商業是以媒介和促進商品交換為基本職能的社會行業,其功能是通過一系列商品交換活動,實現社會資源在各個領域的合理分配,以滿足人們的消費需要,促進社會經濟發展。

理論上的商業定義很好理解。換句話說,既然商業是一種商品交易活動,那就離不開商品和購買力。新中國成立六十年來,中國商業經歷了高度集中的計劃分配、計劃調節與市場調節相結合以及社會主義市場經濟等三個階段,每一步變革都體現了商業對當時的社會經濟環境的適應過程,而對于普通百姓而言,中國商業的歷次變革,其實都是一個買得到或買不到東西、買得起或買不起以及買什么或不買什么的消費經歷,而最能反映中國商業變革和百姓消費經歷的事實,就是人民群眾在衣食住行方面的變化。
衣:從布票到品牌
衣著是人們展示自己的第一品牌。多數情況下,一個人穿什么式樣的衣服與衣服的質地、品牌及色彩搭配,都是他或她職業、收入與品位的潛在表述。然而從建國初期到文革結束這差不多三十年時間里,中國人的穿衣標準僅限于中山裝、建設服,還有軍便服和工作服,服裝顏色也是以藍、灰、黑以及軍綠色為主。夏天是白襯衫加藍褲子,連穿裙子的女性都不多見。

之所以在穿著方面如此單一,除了與當時的政治背景和社會環境有著直接關系外,更重要的原因是輕紡產品匱乏,市場供應緊張,人們購買成衣或布料都需要布票。

========

練習說明: 從上方那篇談中國商業變革與百姓衣食住行的文章最後一句之後續寫下去。

========

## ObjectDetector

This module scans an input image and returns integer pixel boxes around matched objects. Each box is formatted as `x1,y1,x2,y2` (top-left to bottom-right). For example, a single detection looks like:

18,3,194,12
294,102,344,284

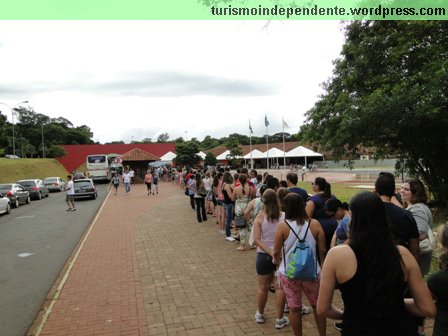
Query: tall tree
157,133,170,142
302,21,448,205
174,141,201,166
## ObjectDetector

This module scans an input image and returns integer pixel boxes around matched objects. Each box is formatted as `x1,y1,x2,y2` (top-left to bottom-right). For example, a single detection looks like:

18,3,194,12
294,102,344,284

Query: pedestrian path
30,183,426,336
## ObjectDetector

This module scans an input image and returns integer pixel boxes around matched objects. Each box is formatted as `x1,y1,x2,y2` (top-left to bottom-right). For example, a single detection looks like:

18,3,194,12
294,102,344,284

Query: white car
44,177,65,191
0,194,11,214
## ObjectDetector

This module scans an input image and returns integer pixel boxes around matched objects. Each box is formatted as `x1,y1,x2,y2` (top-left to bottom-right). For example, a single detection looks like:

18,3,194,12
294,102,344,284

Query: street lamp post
0,100,28,157
40,123,45,159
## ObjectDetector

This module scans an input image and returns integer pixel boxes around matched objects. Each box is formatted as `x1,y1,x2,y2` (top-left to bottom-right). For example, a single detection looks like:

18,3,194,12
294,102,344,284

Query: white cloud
0,21,343,142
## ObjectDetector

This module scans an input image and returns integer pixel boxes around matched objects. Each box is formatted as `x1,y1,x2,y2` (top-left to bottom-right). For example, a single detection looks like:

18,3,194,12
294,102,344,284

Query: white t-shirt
123,173,131,183
66,180,75,195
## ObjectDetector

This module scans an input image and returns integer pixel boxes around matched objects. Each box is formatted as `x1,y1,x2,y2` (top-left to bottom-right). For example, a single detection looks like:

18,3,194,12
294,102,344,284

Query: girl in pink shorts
274,193,326,336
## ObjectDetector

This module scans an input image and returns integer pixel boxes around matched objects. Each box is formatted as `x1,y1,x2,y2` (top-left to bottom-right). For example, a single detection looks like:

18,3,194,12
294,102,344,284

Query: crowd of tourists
180,168,448,336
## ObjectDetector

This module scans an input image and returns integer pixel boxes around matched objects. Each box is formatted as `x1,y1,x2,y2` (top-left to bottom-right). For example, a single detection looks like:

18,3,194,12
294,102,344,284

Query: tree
301,21,448,206
46,145,67,158
204,152,218,166
157,133,170,142
174,141,201,166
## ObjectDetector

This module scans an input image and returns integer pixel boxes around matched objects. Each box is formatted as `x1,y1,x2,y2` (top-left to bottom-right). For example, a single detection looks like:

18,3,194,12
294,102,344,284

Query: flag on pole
264,115,269,127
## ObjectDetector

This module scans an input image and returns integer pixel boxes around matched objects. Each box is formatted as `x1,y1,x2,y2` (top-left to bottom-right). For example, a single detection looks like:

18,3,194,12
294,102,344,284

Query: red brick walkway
29,183,432,336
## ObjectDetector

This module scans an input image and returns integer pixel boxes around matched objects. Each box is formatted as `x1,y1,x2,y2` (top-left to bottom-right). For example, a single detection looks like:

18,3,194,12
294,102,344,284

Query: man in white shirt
65,175,76,211
123,169,131,195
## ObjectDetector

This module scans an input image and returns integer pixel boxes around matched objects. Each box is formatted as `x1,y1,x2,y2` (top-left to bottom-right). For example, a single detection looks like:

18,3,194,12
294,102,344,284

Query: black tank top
338,246,418,336
222,184,233,204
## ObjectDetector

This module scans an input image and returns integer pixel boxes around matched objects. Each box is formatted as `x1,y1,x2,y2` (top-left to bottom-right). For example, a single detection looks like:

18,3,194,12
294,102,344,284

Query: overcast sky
0,21,344,143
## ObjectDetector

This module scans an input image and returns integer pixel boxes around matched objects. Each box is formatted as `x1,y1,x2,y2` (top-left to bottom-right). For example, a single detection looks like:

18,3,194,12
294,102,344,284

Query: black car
73,172,86,181
0,183,31,208
73,179,98,199
17,179,50,200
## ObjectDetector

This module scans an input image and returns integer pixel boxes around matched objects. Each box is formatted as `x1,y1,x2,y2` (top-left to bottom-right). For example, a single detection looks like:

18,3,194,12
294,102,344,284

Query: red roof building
58,143,176,172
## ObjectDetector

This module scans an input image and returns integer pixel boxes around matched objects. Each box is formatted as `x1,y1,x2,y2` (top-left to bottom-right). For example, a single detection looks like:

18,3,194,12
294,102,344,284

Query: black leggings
194,197,207,222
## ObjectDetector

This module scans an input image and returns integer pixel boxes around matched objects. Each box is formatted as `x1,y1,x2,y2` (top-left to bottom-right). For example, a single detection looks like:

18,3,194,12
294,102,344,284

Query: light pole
0,100,28,157
40,123,45,159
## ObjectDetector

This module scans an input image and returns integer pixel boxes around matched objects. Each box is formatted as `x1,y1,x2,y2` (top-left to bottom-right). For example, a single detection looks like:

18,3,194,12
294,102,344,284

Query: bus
86,154,111,182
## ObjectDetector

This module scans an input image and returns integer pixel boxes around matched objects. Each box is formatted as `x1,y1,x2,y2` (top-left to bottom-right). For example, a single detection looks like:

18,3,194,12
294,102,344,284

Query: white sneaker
300,305,311,315
255,311,264,323
274,316,289,329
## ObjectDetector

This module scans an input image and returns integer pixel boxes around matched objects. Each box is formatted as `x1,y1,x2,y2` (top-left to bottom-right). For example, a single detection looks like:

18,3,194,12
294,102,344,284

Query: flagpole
249,119,254,169
282,117,286,169
266,125,269,169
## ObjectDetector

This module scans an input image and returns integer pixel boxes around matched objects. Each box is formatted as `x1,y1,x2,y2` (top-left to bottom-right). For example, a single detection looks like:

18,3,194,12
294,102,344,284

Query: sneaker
274,316,289,329
300,305,311,315
333,322,342,331
255,311,264,323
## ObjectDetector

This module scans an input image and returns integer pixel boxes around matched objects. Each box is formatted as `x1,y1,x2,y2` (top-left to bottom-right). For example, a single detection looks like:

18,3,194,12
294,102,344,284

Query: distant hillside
0,158,67,183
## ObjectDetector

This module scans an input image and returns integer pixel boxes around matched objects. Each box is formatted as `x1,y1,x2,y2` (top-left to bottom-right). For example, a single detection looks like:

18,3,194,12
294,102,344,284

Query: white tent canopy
160,151,177,161
216,150,243,160
263,147,285,158
285,146,323,157
244,149,266,160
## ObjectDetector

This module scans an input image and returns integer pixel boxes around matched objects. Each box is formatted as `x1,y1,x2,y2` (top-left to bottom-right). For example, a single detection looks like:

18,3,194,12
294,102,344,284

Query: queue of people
182,168,448,336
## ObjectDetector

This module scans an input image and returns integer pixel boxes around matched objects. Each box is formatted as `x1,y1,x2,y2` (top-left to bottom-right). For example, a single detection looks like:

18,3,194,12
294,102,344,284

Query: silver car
44,177,65,191
17,179,50,200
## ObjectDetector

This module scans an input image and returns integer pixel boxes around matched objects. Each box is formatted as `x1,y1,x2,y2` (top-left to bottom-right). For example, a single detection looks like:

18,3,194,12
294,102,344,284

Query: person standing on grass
110,173,120,195
428,223,448,336
145,169,152,195
65,175,76,211
123,169,131,195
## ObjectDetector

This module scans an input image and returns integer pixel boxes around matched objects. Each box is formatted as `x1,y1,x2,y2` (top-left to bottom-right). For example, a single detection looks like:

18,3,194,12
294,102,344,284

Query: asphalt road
0,185,107,336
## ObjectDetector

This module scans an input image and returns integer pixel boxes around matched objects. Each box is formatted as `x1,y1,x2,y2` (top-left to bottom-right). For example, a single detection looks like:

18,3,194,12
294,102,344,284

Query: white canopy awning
263,147,285,158
285,146,323,157
216,150,243,160
160,151,177,161
244,149,266,160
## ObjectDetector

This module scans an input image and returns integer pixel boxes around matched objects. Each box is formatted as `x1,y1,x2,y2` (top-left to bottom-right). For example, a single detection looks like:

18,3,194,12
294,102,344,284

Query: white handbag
420,227,436,254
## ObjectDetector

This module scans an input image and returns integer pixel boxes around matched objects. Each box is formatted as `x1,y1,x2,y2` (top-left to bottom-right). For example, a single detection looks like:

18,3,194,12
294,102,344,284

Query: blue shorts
255,252,276,275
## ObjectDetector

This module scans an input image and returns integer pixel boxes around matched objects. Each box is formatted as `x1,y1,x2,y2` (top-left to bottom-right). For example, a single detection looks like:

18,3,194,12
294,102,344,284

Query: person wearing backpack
274,193,326,336
253,188,289,329
110,173,120,195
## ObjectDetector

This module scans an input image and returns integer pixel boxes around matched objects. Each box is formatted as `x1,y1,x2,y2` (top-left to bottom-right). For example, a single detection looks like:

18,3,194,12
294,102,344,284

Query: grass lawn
0,158,67,183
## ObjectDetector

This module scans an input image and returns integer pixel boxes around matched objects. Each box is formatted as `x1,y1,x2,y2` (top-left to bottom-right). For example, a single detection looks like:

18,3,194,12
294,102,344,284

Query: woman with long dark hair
305,177,338,251
317,192,436,336
194,173,207,223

========

輸出結果:
布票誕生于1954年,消失在改革開放的1983年冬。曾經主宰過老百姓三十年的穿衣大事。這不起眼的方寸票據全國沒有統一式樣,一般為長方形,為2.3cm×5.2cm的票幅。面額分一寸、五寸、一市尺、五市尺、十市尺不等。發放布票時一律以該年11月底的正式戶口人數為準,每人每年棉布定量14.5市尺、棉花5市兩。這樣的供應量,還包括被褥用布,確實很難保證每人每年可以添置一件衣服。再加上布的供應品種很單調,無非是卡嘰布、華達呢、燈芯絨、漂白布等等,一般人也就有幾件換季穿的衣服,談不到什么時尚不時尚了。
當然,每個年代都有每個年代的時尚。那時候,一件嗶嘰料的制服,絕對屬于奢侈品,價錢能抵得上一輛自行車。穿一身舊軍裝,或者是一套洗得發白的工作服,也曾是一種服裝時尚,這又包含著些許苦中作樂的成分。而在“新三年,舊三年,縫縫補補又三年”的困難條件下,改衣服和在舊衣褲上縫補丁是許多女人的功課。等衣服實在不能穿了,那些零碎的布片也會成為做鞋的材料。
除了布票,還有一種票券與穿著有關,那就是工業券。許多在那個時期參加工作的人都還記得,工業券是隨工資發放的,如果攢足了錢去買皮鞋,沒有工業券是不行的。

改革開放后,隨著國家輕紡工業的發展和鄉鎮制衣制鞋工業的出現,市場上的服裝鞋帽、針紡織品的供應數量迅速增多,產品種類也不斷豐富,進而導致布票成為最先被廢除的票證。與此同時,因為電視廣告的出現打開了人們的眼界,再加上個體經營戶的合法化,大批“倒爺”從廣州等邊貿城市販運而來的特色服裝,也成為許多年輕人的服裝選擇。大陸人穿牛仔褲的歷史,就是從那時開始的。
中國人的穿著發生最大變化的時期,應該是在上世紀八十年代中期,這場變化以為西服正名為開始,以建國后第一批時裝模特為標志,以男人裝、女人裝、中老年服裝和童裝的市場細分為內容,從根本上改變了中國人穿衣戴帽的狀況以及人們對服裝的認識。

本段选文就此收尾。